### Written request
How many lines in the data below contain the word "green"? Reply with the number alone.

Photo object pointing records:
──────────

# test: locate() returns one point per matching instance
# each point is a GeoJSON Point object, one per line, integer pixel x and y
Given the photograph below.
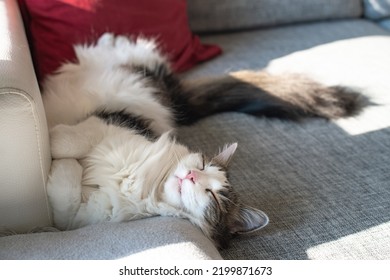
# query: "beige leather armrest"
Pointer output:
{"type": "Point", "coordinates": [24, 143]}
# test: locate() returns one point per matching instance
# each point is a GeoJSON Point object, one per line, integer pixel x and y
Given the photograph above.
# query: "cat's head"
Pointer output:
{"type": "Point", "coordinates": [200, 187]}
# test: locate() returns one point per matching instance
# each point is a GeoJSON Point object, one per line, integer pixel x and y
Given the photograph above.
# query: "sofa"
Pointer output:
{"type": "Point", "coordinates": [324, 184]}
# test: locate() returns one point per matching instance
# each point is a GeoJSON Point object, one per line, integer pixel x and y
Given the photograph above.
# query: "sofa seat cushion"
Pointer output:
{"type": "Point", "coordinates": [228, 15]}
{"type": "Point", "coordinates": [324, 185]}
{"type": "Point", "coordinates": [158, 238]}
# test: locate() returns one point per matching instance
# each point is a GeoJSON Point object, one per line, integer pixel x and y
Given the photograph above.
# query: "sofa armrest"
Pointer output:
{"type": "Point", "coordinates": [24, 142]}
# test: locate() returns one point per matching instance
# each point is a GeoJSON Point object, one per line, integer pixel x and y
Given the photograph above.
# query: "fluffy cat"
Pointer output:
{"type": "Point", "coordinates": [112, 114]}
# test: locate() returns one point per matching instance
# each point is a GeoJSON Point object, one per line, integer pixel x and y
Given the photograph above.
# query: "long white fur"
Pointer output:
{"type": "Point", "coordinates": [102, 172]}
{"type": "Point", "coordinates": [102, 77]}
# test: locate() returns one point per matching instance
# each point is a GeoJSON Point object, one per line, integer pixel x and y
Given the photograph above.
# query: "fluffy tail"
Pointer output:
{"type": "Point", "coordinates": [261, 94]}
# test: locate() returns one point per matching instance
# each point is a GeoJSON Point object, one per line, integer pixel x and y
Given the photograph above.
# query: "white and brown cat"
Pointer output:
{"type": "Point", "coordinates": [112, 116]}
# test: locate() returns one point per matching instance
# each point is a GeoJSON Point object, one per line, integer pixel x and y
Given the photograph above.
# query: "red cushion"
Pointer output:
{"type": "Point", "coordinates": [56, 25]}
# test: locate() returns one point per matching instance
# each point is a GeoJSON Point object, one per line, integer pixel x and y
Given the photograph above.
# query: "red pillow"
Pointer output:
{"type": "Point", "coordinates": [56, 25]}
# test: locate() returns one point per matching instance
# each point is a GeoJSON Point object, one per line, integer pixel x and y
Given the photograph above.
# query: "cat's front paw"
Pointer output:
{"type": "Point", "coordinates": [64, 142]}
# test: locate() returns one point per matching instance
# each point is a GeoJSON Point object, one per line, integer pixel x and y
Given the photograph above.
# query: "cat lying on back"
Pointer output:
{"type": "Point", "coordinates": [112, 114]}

──────────

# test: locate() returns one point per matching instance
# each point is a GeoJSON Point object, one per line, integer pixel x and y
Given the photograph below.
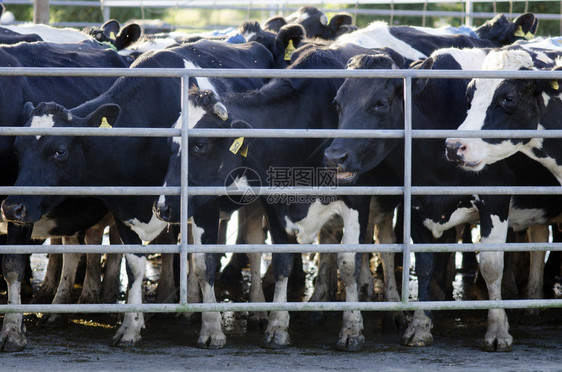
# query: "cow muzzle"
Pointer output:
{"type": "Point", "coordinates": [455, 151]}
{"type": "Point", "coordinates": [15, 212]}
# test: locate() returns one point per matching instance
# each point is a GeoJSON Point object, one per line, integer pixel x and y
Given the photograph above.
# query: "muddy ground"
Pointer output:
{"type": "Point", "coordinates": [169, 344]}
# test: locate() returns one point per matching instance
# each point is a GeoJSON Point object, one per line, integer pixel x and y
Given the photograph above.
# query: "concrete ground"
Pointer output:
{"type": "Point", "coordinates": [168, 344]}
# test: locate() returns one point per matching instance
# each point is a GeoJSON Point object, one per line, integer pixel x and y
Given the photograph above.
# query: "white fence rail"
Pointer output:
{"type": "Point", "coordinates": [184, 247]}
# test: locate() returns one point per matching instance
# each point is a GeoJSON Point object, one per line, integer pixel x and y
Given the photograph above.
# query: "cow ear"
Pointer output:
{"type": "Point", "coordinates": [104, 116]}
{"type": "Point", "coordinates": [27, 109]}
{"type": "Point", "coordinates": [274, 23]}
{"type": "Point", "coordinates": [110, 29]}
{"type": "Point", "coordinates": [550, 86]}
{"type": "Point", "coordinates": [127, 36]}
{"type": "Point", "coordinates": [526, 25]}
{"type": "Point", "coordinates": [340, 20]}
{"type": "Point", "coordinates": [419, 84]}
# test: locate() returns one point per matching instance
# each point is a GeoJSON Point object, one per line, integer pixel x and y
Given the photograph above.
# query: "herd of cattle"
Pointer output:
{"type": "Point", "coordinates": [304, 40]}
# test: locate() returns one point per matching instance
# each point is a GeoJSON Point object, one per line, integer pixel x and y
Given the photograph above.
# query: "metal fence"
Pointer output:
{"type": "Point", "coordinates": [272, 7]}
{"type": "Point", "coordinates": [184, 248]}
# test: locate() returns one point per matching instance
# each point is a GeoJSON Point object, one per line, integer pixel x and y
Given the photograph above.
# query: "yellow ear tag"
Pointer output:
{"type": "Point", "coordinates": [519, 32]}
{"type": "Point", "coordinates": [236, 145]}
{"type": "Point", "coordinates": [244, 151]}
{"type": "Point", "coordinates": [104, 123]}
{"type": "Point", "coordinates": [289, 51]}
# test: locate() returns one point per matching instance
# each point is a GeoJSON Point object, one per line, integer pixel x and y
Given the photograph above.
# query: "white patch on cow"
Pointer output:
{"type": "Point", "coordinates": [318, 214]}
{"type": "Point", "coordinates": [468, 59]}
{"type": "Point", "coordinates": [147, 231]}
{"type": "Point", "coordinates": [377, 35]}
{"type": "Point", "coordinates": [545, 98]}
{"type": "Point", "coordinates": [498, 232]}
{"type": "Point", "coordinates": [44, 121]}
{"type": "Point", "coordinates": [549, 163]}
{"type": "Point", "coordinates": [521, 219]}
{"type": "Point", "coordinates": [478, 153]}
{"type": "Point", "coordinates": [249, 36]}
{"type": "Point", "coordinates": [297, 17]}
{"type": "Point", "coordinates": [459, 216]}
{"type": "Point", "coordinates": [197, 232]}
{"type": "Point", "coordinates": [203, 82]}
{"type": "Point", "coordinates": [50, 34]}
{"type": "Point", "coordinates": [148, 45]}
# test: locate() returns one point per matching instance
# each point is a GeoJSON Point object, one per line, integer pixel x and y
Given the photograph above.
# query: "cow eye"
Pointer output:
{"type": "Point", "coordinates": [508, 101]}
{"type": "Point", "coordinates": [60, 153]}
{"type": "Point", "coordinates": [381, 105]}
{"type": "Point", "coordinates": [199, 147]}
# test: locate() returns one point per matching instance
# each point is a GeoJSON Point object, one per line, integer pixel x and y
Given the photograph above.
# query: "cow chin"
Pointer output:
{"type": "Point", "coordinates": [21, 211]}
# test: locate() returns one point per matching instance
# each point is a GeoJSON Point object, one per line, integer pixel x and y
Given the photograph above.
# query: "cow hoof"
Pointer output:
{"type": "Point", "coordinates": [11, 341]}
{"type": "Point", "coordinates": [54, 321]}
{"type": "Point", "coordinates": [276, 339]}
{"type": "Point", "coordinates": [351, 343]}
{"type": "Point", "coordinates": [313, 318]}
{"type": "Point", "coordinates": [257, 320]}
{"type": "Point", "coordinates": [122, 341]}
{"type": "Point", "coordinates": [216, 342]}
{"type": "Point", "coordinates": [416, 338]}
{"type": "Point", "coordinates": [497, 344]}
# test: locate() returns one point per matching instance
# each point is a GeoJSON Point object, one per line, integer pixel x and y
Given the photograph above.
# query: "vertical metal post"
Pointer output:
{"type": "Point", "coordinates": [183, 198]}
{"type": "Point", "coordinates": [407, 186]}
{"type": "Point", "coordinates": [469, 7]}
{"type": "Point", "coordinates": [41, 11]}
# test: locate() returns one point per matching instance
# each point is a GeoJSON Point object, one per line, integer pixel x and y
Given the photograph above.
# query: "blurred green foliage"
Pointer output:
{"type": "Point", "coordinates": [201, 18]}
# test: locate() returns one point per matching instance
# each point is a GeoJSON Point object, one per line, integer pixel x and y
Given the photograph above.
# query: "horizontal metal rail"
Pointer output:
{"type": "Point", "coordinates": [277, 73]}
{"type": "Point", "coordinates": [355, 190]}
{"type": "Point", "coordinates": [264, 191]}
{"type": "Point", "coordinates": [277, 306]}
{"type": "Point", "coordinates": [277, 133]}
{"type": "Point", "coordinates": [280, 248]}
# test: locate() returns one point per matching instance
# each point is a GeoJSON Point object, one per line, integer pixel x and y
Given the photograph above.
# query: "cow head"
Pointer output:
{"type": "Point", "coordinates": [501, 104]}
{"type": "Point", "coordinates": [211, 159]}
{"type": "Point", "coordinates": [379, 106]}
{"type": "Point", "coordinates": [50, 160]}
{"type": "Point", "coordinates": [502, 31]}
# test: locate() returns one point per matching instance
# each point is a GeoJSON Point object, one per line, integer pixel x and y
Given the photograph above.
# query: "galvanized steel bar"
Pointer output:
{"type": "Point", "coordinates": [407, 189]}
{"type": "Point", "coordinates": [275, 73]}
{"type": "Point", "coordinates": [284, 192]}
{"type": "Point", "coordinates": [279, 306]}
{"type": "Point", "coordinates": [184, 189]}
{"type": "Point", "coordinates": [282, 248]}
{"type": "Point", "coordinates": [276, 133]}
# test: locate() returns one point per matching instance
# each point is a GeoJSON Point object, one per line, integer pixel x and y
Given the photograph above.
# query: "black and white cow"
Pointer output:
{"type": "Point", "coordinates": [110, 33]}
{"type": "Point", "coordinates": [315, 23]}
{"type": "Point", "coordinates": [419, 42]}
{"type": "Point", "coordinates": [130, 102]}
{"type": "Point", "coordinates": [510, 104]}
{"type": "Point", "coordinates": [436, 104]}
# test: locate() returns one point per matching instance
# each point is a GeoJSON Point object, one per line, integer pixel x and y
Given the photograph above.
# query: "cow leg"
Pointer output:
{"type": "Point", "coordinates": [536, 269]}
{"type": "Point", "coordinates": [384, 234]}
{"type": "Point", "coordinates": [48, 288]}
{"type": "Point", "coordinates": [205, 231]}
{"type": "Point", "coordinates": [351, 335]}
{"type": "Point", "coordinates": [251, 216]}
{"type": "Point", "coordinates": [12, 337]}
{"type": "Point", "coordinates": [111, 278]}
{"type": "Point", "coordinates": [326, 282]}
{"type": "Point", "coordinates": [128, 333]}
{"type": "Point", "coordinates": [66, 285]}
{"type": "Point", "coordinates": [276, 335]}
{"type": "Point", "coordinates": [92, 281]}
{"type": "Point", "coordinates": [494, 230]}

──────────

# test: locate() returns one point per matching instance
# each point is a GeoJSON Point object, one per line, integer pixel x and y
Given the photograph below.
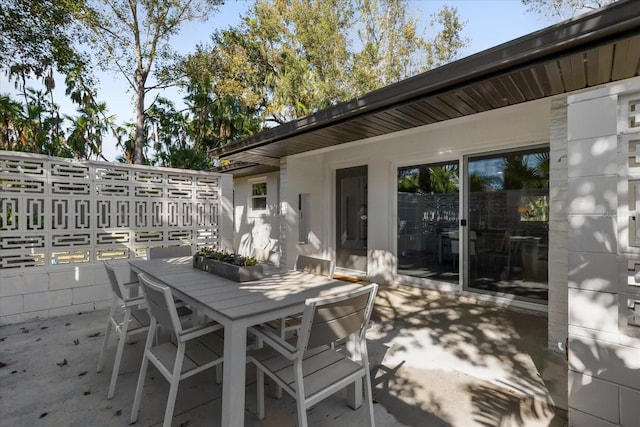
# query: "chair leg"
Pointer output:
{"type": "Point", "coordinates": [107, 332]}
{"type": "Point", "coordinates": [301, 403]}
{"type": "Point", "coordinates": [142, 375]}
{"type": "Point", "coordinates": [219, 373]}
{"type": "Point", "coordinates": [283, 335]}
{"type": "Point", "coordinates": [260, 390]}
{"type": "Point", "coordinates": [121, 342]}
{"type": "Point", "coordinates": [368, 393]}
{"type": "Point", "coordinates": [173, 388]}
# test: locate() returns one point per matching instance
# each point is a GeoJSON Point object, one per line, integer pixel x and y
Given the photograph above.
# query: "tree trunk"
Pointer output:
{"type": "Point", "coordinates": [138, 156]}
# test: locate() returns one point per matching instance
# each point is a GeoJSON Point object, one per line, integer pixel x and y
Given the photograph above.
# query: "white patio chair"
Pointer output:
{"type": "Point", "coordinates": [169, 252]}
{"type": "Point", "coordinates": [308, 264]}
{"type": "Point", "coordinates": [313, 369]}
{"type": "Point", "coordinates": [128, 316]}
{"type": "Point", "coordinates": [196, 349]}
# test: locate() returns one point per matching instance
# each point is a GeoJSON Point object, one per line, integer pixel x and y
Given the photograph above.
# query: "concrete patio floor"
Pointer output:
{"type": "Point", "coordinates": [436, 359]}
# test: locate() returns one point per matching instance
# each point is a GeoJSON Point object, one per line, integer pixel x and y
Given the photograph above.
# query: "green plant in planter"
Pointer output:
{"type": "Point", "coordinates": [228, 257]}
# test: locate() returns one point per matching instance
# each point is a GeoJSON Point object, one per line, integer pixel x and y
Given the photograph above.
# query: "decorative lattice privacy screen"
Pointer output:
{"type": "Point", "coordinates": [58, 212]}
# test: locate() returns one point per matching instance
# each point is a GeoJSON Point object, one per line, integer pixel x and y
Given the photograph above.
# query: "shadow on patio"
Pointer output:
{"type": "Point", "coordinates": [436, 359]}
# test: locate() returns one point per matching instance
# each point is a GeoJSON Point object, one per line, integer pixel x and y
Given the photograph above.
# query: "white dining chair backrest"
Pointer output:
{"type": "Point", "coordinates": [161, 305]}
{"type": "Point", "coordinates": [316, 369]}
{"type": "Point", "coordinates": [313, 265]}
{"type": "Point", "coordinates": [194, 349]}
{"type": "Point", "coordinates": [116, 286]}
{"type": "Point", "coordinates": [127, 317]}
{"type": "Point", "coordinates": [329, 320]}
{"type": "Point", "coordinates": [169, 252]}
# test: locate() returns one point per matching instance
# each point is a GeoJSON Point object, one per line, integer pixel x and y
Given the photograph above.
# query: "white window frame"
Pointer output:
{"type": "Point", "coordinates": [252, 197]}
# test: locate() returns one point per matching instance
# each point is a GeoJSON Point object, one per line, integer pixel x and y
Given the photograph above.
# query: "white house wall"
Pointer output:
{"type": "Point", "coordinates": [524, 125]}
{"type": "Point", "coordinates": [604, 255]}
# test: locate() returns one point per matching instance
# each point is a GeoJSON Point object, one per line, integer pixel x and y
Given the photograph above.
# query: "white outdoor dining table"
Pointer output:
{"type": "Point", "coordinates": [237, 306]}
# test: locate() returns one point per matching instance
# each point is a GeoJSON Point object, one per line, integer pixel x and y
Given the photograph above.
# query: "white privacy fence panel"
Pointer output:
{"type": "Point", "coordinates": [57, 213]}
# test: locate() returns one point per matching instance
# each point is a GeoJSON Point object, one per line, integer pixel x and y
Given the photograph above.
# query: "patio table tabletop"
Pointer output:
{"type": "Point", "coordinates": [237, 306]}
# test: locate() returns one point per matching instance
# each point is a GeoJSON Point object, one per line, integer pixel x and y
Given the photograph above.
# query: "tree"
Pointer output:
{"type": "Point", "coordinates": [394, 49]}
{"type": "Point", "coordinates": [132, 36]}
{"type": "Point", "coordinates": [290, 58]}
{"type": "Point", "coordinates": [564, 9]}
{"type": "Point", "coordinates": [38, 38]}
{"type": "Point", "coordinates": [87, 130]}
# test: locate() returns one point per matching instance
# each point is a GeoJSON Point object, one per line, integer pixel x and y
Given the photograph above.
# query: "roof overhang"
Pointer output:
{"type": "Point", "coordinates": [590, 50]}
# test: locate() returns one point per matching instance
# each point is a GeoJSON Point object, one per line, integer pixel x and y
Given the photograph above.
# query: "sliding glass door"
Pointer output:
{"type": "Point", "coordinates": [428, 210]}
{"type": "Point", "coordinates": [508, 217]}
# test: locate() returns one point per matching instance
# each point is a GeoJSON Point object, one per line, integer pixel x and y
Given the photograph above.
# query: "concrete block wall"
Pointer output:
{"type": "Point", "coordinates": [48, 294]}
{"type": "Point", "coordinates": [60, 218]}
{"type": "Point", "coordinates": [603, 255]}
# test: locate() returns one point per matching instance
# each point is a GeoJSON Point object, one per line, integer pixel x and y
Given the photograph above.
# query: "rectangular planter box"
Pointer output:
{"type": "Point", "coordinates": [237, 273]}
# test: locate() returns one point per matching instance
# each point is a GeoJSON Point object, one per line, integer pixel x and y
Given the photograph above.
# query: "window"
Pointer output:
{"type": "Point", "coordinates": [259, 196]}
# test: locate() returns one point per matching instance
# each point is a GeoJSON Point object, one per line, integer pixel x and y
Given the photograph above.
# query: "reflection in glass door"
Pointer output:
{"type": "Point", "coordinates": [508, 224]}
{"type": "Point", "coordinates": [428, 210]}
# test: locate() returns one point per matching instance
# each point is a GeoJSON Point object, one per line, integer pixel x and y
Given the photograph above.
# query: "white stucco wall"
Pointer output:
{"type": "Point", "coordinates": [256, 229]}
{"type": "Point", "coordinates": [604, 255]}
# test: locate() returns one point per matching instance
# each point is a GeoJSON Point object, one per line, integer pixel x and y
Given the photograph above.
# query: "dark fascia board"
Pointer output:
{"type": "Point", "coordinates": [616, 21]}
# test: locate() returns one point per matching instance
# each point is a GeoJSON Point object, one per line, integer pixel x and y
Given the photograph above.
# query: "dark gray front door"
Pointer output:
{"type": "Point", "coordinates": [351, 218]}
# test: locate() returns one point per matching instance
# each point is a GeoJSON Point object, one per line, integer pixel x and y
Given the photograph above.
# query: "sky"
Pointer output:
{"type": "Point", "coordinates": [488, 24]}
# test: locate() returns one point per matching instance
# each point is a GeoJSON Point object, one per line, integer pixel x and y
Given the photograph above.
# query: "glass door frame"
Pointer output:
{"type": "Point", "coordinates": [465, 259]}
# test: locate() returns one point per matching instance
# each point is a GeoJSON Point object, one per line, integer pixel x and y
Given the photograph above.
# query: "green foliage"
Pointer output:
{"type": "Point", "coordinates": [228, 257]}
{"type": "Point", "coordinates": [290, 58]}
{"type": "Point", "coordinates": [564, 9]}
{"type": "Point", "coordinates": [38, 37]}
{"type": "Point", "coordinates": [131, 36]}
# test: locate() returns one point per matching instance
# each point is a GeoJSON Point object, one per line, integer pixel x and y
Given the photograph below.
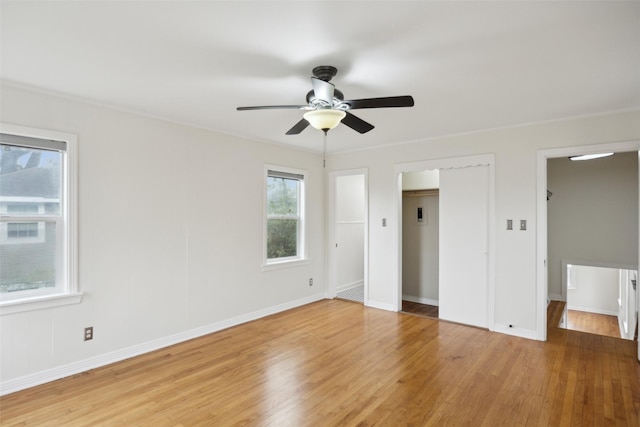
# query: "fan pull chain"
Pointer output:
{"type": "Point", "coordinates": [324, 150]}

──────────

### Correct response
3